-- Opening Marker --

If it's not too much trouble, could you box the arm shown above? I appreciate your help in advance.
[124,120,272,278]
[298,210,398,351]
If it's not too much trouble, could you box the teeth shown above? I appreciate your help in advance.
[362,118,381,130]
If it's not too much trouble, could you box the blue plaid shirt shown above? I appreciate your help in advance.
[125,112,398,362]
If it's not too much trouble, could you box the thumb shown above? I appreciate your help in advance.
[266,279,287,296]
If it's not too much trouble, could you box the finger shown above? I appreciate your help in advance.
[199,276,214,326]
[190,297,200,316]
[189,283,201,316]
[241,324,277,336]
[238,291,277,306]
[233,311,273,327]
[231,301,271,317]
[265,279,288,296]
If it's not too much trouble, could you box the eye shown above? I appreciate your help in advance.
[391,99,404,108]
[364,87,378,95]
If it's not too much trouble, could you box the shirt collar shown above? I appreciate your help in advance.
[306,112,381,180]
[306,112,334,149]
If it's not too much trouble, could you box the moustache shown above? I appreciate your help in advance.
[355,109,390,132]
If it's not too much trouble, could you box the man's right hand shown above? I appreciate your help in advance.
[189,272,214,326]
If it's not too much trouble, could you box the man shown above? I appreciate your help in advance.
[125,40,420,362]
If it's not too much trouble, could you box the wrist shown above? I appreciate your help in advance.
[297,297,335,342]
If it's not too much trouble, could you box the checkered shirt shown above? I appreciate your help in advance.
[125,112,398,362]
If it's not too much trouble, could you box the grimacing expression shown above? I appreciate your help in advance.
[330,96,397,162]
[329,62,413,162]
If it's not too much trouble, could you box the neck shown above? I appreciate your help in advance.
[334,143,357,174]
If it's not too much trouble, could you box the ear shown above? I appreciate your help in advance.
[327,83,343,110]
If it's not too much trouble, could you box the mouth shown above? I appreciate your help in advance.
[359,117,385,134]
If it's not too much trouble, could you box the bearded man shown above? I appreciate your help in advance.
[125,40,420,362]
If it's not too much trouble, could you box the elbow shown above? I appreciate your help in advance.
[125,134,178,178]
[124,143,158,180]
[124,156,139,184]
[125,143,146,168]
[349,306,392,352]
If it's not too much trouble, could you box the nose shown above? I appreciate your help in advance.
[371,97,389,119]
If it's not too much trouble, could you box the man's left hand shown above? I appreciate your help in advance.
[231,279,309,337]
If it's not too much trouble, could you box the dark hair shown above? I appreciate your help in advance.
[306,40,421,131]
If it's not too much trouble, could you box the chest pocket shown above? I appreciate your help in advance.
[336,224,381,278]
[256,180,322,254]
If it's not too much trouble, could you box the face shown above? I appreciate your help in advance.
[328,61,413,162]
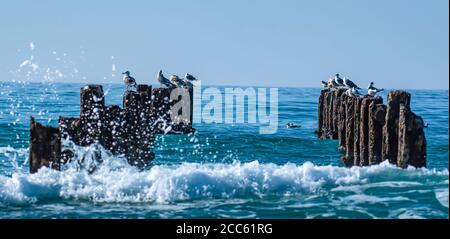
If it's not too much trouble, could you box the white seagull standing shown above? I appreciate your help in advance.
[157,70,175,88]
[345,87,362,98]
[367,82,384,97]
[122,71,137,90]
[328,77,338,88]
[343,77,361,89]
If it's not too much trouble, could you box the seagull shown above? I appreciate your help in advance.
[122,71,137,90]
[170,75,184,88]
[345,87,361,98]
[343,77,361,89]
[367,82,384,97]
[344,88,352,97]
[328,78,338,88]
[185,73,198,81]
[351,87,362,97]
[157,70,175,88]
[334,74,344,87]
[182,78,193,88]
[321,81,328,88]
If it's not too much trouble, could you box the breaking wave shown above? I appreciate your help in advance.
[0,147,448,206]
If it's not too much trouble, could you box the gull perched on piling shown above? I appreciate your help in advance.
[122,71,137,90]
[170,75,184,88]
[367,82,384,97]
[182,78,193,88]
[345,87,362,98]
[321,81,328,88]
[157,70,175,88]
[351,87,362,97]
[185,73,198,82]
[328,78,338,88]
[181,73,198,88]
[334,74,345,87]
[343,77,361,89]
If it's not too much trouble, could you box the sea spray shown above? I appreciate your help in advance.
[0,149,447,206]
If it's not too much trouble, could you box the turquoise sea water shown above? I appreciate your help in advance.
[0,81,448,218]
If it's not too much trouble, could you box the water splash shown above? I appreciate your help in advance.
[0,145,447,209]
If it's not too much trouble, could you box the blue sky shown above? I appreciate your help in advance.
[0,0,448,89]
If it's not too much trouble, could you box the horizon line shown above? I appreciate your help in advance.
[0,79,449,91]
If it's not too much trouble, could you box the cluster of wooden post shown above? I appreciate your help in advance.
[316,88,426,168]
[30,84,194,173]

-- Closing Marker --

Transcribe the listing in full and omit the pictures.

**EXERCISE ANSWER**
If it's not too much trouble, could you box the arm shown above? I appreciate your help in advance.
[124,120,272,278]
[298,210,398,351]
If it's not too much trouble, could you box the teeth shown above? I appreciate your help in advance.
[362,118,381,130]
If it's not too much trouble, could you box the blue plaid shirt shown above? I appreciate your help in advance.
[125,112,398,362]
If it's not too much trouble, could you box the thumb shown above? I appreciate your help in advance.
[266,279,287,296]
If it's not too much trouble, could you box the finger shown above? I appreciate your help in advance.
[199,276,214,326]
[190,297,200,316]
[189,283,201,316]
[241,324,277,336]
[238,291,277,306]
[233,311,273,327]
[231,301,271,317]
[265,279,288,296]
If it's not too much trouble, could you box the eye shown above? I appreciate your help in advance.
[391,99,404,108]
[364,87,378,95]
If it's not too much trouble, could you box the shirt collar shown above? I appreciate your help in advance.
[306,112,381,180]
[306,112,334,149]
If it's not too much trouble, could you box the moustache shown above? I appreciate your help in advance.
[355,109,390,132]
If it's not too much trouble, could you box the man's right hand shown above? I appreciate your help in advance.
[189,272,214,326]
If it's not too much trouble, could you box the man shown above? I appreciate your help in advance.
[125,40,420,362]
If it's not too much trouble, could you box the wrist shown above? I appreciate your help in advance.
[297,297,335,342]
If it's not too much trouble, could you box the checkered shirt shown above? I appreciate your help in advance.
[125,112,398,362]
If it's not too much trouble, could you box the grimacing expression shown above? I appreciate your help in advance.
[330,96,397,162]
[329,62,413,162]
If it's not too much trouble, could you box the neck shown above? I appreciate your help in advance.
[334,143,357,174]
If it's not too much trouble, could you box the ear shown above? I appreciate your help in advance.
[327,83,343,110]
If it's not too much trouble, could you box the mouth shown above? I appreciate your help in advance.
[359,117,385,134]
If it's not too much trouble, could you box the bearded man shown above? I appreciate your help in advance.
[125,40,420,362]
If it's not too much trouble, could you box the elbow shown above? I appreciate your help in advance.
[125,134,178,178]
[124,143,158,180]
[124,156,139,184]
[125,143,146,168]
[349,306,392,352]
If it's not too much trouble, could you box the nose shown above? I appreciate your help in advance.
[371,97,389,119]
If it's not too much trouble, could you box the man's left hand shown above? I appreciate your help in advance.
[231,279,309,337]
If it's not too much trouble, could you box the dark hair shown above? I appreciate your help in advance.
[306,40,421,131]
If it's not too much trouble, could you box the chest pocket shown above? I appreciate your help in advance.
[336,224,381,278]
[256,180,322,254]
If it's not too much trouble, could you box the face shown above? I appreciate your help in advance.
[328,61,413,162]
If it's not too much trouble, could you box the white seagull standing shown above? I appreciate your help in advance.
[157,70,175,88]
[345,87,362,98]
[367,82,384,97]
[122,71,137,90]
[328,77,338,88]
[343,77,361,89]
If it's not too much trouble, could you box the seagull shown above? I appreciate your help in advance.
[122,71,137,90]
[170,75,184,88]
[345,87,361,98]
[343,77,361,89]
[367,82,384,97]
[344,88,352,97]
[328,78,338,88]
[185,73,198,81]
[351,87,362,97]
[157,70,175,88]
[334,74,344,87]
[182,78,193,88]
[321,81,328,88]
If it's not too much trouble, could you box the breaking wave shown above? I appreciate your help in advance.
[0,147,448,206]
If it's not too much trouble, could you box the gull perched on piling shown above? I appreciate your help in advance.
[122,71,137,90]
[170,75,184,88]
[367,82,384,97]
[182,78,193,88]
[345,87,362,98]
[321,81,328,88]
[157,70,175,88]
[351,87,362,97]
[185,73,198,82]
[328,78,338,88]
[181,73,198,88]
[334,74,345,87]
[343,77,361,89]
If it's not too much trouble, could you box the sea spray shown above? I appreciate your help in advance.
[0,149,447,206]
If it's not too much trouble, could you box the turquoise sea water shown above? I appreciate your help in advance.
[0,81,448,218]
If it's not too much trouble, could you box the water splash shown above? I appreciate your help in advance.
[0,145,447,209]
If it's not too much trouble, could you box the blue sky shown above? I appreciate your help in advance.
[0,0,448,89]
If it's not too much trouble, could you box the horizon line shown above? I appreciate your help in advance.
[0,79,449,91]
If it's not too much trouble, could you box the cluster of wooden post shown above? I appreciate your help in advance.
[316,88,426,168]
[30,84,194,173]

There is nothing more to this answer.